● EXERCISE REQUIREMENTS:
a – In the learning theory notes, reproduce word for word the part that opens with the words containing "references: (1) Machine" and closes with "all N marbles?".
b – Which two frameworks do the learning theory notes list under computational learning theory?

● TEXT SHOWN:
# 5.9. learning theory¶

references: (1) Machine Learning - Tom Mitchell, (2) An Introduction to Computational Learning Theory - Kearns & Vazirani

## 5.9.1. evolution¶

• performance is correlation $$Perf_D (h,c) = \sum h(x) \cdot c(x) \cdot P(x)$$

• want $$P(Perf_D(h,c) < Perf_D(c,c)-\epsilon) < \delta$$

## 5.9.2. sample problems¶

• ex: N marbles in a bag. How many draws with replacement needed before we draw all N marbles?

• write $$P_i = \frac{N-(i-1)}{N}$$ where i is number of distinct drawn marbles

• transition from i to i+1 is geometrically distributed with probability $$P_i$$

• mean times is sum of mean of each geometric

• in order to get probabilities of seeing all the marbles instead of just mean[## draws], want to use Markov’s inequailty

• box full of 1e6 marbles

• if we have 10 evenly distributed classes of marbles, what is probability we identify all 10 classes of marbles after 100 draws?

## 5.9.3. computational learning theory¶

• frameworks

1. PAC

2. mistake-bound - split into b processes which each fail with probability at most $$\delta / b$$

• questions

1. sample complexity - how many training examples needed to converge

2. computational complexity - how much computational effort needed to converge

3. mistake bound - how many training examples will learner misclassify before converging

• must define convergence based on some probability

### 5.9.3.1. PAC - probably learning an approximately correct hypothesis - Mitchell¶

• want to learn C

• data X is sampled with Distribution D

• learner L considers set H of possible hypotheses

• true error $$err_d (h)$$ of hypothesis h with respect to target concept c and distribution D is the probability that h will misclassify an instance drawn at random according to D.

● ENTRIES:

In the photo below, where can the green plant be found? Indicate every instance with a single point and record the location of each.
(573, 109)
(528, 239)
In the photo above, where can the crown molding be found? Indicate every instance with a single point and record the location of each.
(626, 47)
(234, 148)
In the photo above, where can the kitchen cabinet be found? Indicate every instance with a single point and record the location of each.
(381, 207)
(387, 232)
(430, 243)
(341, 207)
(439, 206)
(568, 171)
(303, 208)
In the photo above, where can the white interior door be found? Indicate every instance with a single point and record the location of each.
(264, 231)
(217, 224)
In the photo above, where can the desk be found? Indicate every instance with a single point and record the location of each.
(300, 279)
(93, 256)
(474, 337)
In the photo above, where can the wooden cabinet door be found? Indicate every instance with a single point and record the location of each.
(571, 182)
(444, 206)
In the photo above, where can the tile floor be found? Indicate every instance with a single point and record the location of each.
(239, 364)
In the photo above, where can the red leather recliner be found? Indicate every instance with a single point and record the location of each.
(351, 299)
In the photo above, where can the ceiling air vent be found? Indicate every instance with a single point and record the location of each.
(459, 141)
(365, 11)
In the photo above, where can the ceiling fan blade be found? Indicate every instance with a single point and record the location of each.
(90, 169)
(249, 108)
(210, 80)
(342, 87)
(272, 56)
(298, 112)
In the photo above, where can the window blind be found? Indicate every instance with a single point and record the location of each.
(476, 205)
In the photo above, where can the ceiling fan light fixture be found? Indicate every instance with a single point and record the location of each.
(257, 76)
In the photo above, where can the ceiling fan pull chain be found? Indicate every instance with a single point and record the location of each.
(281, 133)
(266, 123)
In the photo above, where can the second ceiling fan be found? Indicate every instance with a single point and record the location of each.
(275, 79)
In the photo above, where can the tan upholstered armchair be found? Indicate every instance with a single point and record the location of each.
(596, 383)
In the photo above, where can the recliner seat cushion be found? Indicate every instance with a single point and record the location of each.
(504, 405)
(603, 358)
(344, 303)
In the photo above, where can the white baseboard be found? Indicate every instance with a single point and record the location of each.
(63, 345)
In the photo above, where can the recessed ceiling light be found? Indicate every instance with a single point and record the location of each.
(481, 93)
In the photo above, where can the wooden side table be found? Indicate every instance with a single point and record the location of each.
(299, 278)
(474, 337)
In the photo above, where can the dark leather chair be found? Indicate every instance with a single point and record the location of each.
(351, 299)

● RESPONSES IN ORDER:
a –
references: (1) Machine Learning - Tom Mitchell, (2) An Introduction to Computational Learning Theory - Kearns & Vazirani

## 5.9.1. evolution¶

• performance is correlation $$Perf_D (h,c) = \sum h(x) \cdot c(x) \cdot P(x)$$

• want $$P(Perf_D(h,c) < Perf_D(c,c)-\epsilon) < \delta$$

## 5.9.2. sample problems¶

• ex: N marbles in a bag. How many draws with replacement needed before we draw all N marbles?

b – PAC and mistake-bound.